Location annotation dataset excerpts:
****************************************

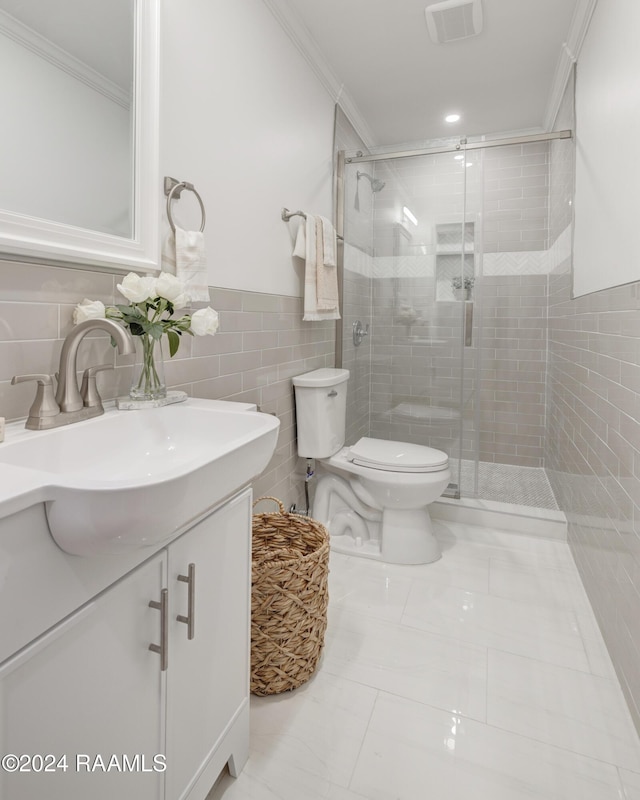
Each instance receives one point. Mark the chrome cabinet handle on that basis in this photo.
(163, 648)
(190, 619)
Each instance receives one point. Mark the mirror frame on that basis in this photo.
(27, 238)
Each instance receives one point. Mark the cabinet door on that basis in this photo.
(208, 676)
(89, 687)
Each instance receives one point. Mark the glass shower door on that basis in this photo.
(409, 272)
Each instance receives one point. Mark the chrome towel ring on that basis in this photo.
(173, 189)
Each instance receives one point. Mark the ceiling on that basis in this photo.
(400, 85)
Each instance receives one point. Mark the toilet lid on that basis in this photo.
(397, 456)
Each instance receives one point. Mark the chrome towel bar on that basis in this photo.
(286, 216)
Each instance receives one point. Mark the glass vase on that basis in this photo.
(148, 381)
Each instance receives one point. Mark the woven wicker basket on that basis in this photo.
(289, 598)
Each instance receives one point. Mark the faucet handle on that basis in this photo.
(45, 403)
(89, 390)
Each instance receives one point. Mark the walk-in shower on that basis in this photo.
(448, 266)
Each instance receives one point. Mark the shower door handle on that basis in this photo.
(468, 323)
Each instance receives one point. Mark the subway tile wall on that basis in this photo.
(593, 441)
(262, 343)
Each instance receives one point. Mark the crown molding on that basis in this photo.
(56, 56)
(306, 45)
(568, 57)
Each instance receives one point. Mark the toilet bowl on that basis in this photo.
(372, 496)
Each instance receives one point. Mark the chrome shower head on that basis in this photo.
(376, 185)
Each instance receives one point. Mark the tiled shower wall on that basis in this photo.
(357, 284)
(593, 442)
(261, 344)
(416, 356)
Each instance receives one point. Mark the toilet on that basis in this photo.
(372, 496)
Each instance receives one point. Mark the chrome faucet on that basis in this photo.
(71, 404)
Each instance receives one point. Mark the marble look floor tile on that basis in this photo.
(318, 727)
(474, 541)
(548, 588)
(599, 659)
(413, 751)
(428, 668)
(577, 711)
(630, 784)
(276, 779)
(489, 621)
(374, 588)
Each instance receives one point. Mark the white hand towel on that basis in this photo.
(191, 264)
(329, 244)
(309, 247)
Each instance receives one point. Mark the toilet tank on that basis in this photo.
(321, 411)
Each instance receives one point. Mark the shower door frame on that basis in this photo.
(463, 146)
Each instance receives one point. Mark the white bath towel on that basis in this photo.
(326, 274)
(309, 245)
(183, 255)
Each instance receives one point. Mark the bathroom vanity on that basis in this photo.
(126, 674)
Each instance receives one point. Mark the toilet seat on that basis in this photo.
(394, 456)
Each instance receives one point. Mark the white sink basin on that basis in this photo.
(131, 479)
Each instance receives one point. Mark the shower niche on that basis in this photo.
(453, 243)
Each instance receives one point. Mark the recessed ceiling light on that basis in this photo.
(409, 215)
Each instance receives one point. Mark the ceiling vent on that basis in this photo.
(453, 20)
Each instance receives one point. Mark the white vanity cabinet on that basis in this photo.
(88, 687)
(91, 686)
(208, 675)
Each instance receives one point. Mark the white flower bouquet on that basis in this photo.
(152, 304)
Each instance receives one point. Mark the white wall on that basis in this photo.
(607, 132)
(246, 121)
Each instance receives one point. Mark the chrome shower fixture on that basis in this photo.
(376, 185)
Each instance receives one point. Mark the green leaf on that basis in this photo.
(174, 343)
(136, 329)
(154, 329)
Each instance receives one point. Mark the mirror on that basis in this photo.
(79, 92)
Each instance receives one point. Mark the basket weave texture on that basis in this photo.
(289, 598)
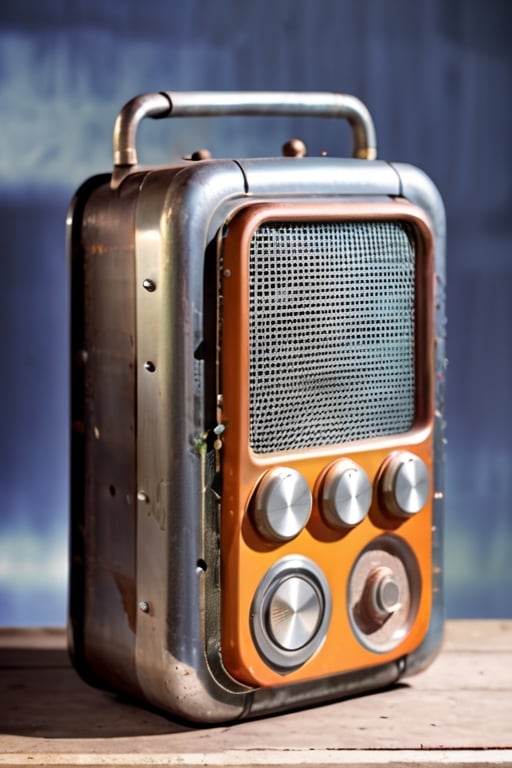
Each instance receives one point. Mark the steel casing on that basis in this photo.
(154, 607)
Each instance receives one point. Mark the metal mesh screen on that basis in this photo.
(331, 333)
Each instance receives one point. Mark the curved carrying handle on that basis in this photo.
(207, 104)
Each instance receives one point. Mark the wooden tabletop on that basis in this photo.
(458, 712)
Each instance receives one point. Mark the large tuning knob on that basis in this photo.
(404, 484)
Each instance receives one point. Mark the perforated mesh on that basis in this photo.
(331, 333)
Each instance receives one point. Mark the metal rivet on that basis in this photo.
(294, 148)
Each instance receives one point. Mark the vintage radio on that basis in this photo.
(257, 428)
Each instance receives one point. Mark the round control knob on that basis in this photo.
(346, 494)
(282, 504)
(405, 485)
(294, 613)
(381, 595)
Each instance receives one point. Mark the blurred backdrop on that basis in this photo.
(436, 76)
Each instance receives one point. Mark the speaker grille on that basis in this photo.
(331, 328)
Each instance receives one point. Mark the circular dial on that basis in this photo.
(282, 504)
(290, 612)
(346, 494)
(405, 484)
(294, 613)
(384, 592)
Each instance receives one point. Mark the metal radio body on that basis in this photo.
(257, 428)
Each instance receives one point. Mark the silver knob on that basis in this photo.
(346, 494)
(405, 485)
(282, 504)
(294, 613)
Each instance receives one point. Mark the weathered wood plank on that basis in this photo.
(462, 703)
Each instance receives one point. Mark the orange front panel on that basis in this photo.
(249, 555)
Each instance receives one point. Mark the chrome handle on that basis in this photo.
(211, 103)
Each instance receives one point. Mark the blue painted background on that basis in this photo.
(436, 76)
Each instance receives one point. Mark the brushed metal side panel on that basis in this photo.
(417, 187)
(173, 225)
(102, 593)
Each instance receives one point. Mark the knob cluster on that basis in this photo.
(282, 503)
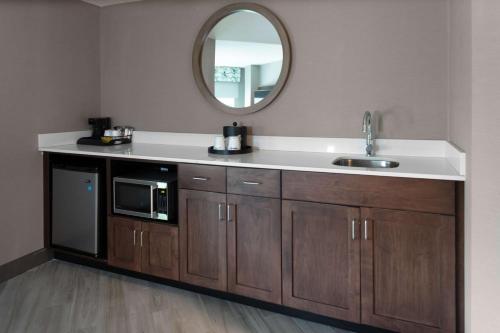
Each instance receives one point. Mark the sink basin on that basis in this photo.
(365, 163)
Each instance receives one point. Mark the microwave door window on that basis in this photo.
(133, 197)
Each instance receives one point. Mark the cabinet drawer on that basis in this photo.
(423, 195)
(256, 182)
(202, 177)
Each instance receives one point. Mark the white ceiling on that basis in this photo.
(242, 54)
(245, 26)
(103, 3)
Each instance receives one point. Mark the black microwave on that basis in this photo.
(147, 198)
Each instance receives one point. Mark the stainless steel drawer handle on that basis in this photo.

****************************************

The records above need to be given again exactly. Omit the pictures.

Finished task
Each instance receives one point. Mark the chrome cabinet handle on that basis in this photo.
(163, 648)
(190, 619)
Each instance receives one point. Mark the mirror frame on that basis in this photo.
(27, 238)
Each instance receives one point. Mark the cabinet door on that basis in this photo.
(208, 676)
(89, 687)
Each instance receives one point. Mark the glass shower door on that basis in this photo.
(409, 272)
Each instance receives one point. Mark the chrome towel ring on that basis in this photo.
(173, 189)
Each instance receives one point. Mark the ceiling on that basis in this photo.
(400, 85)
Each instance receives one point. Mark the toilet lid on that basis in this photo.
(397, 456)
Each instance receives one point. Mark the chrome towel bar on that basis in this photo.
(286, 216)
Each instance receives one point. Mark the glass vase on that basis in this photo.
(148, 381)
Each instance receives one point. Mark the woven wicker basket on that basis in this photo.
(289, 598)
Each instance receives one point. Mark the faucet handle on that basis in this photo.
(45, 403)
(89, 390)
Each instance receives one point. Mark the walk-in shower on that basis in this photo.
(448, 266)
Each instance receives one point. Mark the shower door handle on that basis in this photo.
(468, 323)
Each instance receives one point. Mark the subway tile wall on that basis in this photo.
(593, 441)
(262, 343)
Each instance receives one point. Mark the crown molding on that basis in this photo.
(56, 56)
(306, 45)
(568, 57)
Each instance receives one point. Mark the toilet bowl on that basis in this photo.
(372, 496)
Each instance receives one point. Mark the chrome shower head on that basis in this photo.
(376, 185)
Each instance receives one point. Mark the tiled shower wall on that basis in this photo.
(357, 284)
(593, 442)
(261, 344)
(416, 356)
Each instance receives one point. Mark the toilet on that basis in this photo.
(372, 496)
Each instance receives one point. Mark the chrome faucet on that basis in this photo.
(71, 404)
Each instance receives one point. Mark the marble look floor tile on that basis in this photo.
(318, 727)
(474, 541)
(548, 588)
(599, 659)
(413, 751)
(428, 668)
(577, 711)
(630, 784)
(276, 779)
(489, 621)
(374, 588)
Each instance receives one point. Mark the white hand towel on that basis in this photo.
(191, 264)
(329, 244)
(309, 247)
Each instance receives one point. Mark the toilet tank on that basis in this photo.
(321, 411)
Each instance receives one point. Mark the shower door frame on that basis in this photo.
(463, 146)
Each instance receives one point. Mark the white bath towel on that basis in this photo.
(326, 274)
(309, 245)
(183, 255)
Each instance receives one point. Mark the bathroom vanity on that basis in this photo.
(126, 674)
Each instance receives one point. Mark the toilet seat on that basis in this photo.
(394, 456)
Each instance receives one point. Mark the white sink basin on that basis in this photo.
(131, 479)
Each instance receives one point. Mark the shower niche on that basis in this photo.
(453, 243)
Each instance receives one point. Mark the recessed ceiling light on that basis in this photo.
(409, 215)
Each instance receives one point. Mark the ceiling vent on that basis in this photo.
(453, 20)
Each instance receives one point. Mark the white vanity cabinet on that basis in this photo.
(88, 687)
(91, 686)
(208, 675)
Each instance receives one point. Mark the white flower bouquet on that basis in this photo.
(152, 304)
Each instance receives one point. Mark the white wall on that basis in this photo.
(607, 132)
(246, 121)
Each instance receives one point. Mark the chrome shower fixture on that basis in this photo.
(376, 185)
Each instance receives one point. Mark the green leaf on that basis in this photo.
(174, 343)
(136, 329)
(154, 329)
Each instance receives one point. Mark the mirror on that basis in this photo.
(79, 92)
Each instance receives one point. Mark the basket weave texture on that basis in this photo.
(289, 598)
Each instance receives one point. Mark the steel casing on that basis in this photo.
(154, 607)
Each instance receives one point. Mark the metal mesh screen on that basis in this photo.
(331, 333)
Each instance receives one point. Mark the curved carrying handle on that basis in this photo.
(207, 104)
Each instance receives one point. Mark the wooden tabletop on that basis in this photo.
(458, 712)
Each instance receives one point. Mark the large tuning knob on that basis in this photo.
(404, 484)
Each instance receives one point. Mark the perforated mesh on that basis in this photo.
(331, 333)
Each instance receives one point. Mark the metal rivet on that basis in this photo.
(294, 148)
Each instance receives one point. Mark the vintage radio on that basis in this photo.
(257, 428)
Each instance receives one point. Mark the round control knob on that basis in this photo.
(346, 494)
(282, 504)
(405, 485)
(294, 613)
(381, 595)
Each instance receives one point. Mark the blurred backdrop on that basis in this photo.
(436, 76)
Each instance receives one point. Mark the speaker grille on that basis in this photo.
(331, 328)
Each instance receives one point. Mark the circular dial on that basis in this photo.
(282, 504)
(290, 612)
(346, 494)
(405, 484)
(294, 613)
(384, 592)
Each instance receives one point. Mark the metal radio body on that basis in this photo.
(257, 428)
Each instance receives one point. Mark the silver knob on that basis in this photo.
(346, 494)
(405, 485)
(282, 504)
(294, 613)
Each instance receives one point. Mark the weathered wood plank on that basis in this photo.
(462, 703)
Each instance receives one point. Mark the orange front panel on that basis in this photo.
(249, 555)
Each instance receives one point. Mark the chrome handle on that basis in this photo.
(211, 103)
Each instance receives one point. Mark the blue painted background on that basis in this photo.
(436, 76)
Each instance receives one point. Mark the brushed metal side panel on that basis in this photo.
(417, 187)
(173, 225)
(102, 593)
Each instance receives one point. Mark the knob cluster on that basis in this photo.
(282, 503)
Each instance receives one point. Mark the sink basin on that basis in this photo.
(365, 163)
Each instance receives one point. Mark the microwave door window on that basis in this photo.
(133, 197)
Each instance receives one point. Mark the cabinet drawer on that basis in this photo.
(423, 195)
(256, 182)
(202, 177)
Each instance receives one point. Mark the white ceiling on that basis in this photo.
(242, 54)
(245, 26)
(103, 3)
Each instance receives one point. Mark the black microwave on that basis in this photo.
(147, 198)
Each instance receives one point. Mark the stainless steel drawer handle on that basis in this photo.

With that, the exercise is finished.